■ **作業の指示**: 下に示す球状粉末の製造方法についての文章を、二文で要約せよ。

■ **引用文**:
..............................

また、ガラス等のセラミックスにおいてもレンズやフィルター等、一定寸法の球状粉末が使用される。
球状粉末を製造する方法としては、溶融液滴が飛行中に固化するガスアトマイズ法が広く用いられてきた。しかし、ガスアトマイズ法は、形状こそ球形になるものの、液体の噴霧による製造であるため、シャープな粒径を効率よく得ることは困難である。
また、他の方法として、あらかじめ粉末原料を準備し、これをプラズマ炎中に投入して球状化させる方法が提案されている(特許文献1参照。)。
【0003】
【特許文献1】
特開平6−287012号公報(第3頁)
【0004】
【発明が解決しようとする課題】
上述したプラズマ炎中で球状化させる技術としては、溶融球状化のためのプラズマ炎中の滞留時間制御といったところに着目され、一定寸法の球状粉末を効率良く得る手法は提案されていないのが現状である。
本発明の目的は、効率良く且つ極めてシャープな粒度分布をもつ球状粉末を形成することができる球状粉末の製造方法を提供することである。
【0005】
【課題を解決するための手段】
本発明者は、プラズマ炎を利用した球状化技術において、線材を一定の間隔で切断した原料片の適用と、プラズマ炎の伸長を抑制することにより、一定寸法の球状粉末を凝集することなく効率的に生産できることを見いだし、本発明に到達した。
【0006】
すなわち本発明は、線材とした原料を、一定の間隔で切断して原料片とし、ついで、該原料片の集合物を、尾部の伸長を抑制したプラズマ炎中に導入し、溶融、球状化させる球状粉末の製造方法である。
【0007】
本発明において、プラズマ炎の尾部の外周に位置するプラズマトーチまたはチャンバの内径は、プラズマ発生部のプラズマトーチ内径の4倍以上とする。また、好ましくはプラズマの雰囲気圧力は、0.04MPa〜大気圧とする。
本発明において使用する、原料片の体積は、球相当径として、20〜1000μmであることが好ましく、また、原料粉末の融点は、1600℃以下であることが好ましい。
【0008】
【発明の実施の形態】
上述したように、本発明の重要な特徴の一つは、線材とした原料を、一定の間隔で切断してなる原料片の集合体を、プラズマ炎中に導入する構成を採用したことにある。

..............................

■ **抜粋データ**:
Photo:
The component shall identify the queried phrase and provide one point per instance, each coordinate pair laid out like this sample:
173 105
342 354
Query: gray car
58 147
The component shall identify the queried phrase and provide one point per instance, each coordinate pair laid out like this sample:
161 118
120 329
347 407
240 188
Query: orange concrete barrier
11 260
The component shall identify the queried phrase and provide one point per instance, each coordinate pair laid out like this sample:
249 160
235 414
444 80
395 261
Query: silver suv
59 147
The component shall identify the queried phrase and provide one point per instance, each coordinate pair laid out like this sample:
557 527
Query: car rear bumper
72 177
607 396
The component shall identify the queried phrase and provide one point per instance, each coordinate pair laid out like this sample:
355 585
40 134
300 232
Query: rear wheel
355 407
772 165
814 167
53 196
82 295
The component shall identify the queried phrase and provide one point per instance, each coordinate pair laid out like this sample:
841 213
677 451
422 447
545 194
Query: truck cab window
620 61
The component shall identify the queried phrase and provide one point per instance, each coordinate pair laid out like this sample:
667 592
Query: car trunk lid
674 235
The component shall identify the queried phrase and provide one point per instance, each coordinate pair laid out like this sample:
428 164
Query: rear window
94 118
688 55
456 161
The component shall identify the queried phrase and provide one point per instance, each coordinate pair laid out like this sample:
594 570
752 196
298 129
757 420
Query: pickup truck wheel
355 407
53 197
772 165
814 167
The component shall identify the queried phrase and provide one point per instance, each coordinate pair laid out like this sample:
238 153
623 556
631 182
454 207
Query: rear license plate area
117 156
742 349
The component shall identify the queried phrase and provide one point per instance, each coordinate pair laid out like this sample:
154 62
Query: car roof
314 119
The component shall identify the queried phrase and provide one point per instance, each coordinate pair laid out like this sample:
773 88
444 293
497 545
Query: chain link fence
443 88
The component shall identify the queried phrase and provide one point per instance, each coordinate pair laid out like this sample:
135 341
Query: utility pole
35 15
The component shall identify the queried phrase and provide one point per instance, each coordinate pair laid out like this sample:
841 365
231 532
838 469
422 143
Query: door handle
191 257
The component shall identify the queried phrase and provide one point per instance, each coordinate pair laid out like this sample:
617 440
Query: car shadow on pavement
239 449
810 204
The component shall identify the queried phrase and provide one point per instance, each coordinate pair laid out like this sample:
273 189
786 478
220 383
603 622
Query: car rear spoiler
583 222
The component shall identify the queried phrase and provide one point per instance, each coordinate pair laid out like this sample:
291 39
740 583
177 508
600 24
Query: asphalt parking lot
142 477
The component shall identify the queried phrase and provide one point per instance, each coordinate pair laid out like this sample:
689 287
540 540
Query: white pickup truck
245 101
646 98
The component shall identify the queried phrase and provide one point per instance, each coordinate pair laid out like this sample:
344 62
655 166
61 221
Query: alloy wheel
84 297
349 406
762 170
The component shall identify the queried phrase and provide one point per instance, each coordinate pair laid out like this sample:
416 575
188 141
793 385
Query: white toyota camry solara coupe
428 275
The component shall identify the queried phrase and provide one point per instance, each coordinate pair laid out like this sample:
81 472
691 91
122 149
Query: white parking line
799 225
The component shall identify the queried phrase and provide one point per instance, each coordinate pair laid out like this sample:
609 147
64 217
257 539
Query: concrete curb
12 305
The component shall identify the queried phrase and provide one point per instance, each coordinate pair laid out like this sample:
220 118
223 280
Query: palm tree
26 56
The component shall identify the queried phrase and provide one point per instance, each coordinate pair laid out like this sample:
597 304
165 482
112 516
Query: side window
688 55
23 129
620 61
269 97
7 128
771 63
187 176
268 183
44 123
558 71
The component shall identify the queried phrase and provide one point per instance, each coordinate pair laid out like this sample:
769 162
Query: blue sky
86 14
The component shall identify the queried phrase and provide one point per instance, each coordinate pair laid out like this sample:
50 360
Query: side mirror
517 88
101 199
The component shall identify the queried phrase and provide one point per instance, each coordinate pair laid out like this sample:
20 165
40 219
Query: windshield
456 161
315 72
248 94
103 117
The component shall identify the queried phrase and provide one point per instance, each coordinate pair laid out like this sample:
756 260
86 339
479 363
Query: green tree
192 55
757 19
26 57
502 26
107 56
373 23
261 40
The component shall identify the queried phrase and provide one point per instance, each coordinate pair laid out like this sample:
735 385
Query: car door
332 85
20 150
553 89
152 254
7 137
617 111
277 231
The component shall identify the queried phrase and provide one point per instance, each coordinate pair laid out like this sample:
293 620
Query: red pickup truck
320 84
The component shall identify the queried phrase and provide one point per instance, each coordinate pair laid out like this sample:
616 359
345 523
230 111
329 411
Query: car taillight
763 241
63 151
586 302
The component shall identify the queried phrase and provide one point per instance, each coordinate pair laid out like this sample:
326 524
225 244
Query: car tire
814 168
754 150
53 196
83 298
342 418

..............................

■ **解答例**: ガスアトマイズ法ではシャープな粒径を効率よく得ることが困難であり、プラズマ炎中で球状化させる技術でも、一定寸法の球状粉末を効率良く得る手法は提案されていないのが現状である。本発明は、線材とした原料を一定の間隔で切断した原料片の集合物を、尾部の伸長を抑制したプラズマ炎中に導入して溶融、球状化させることで、極めてシャープな粒度分布をもつ球状粉末を効率良く形成する製造方法である。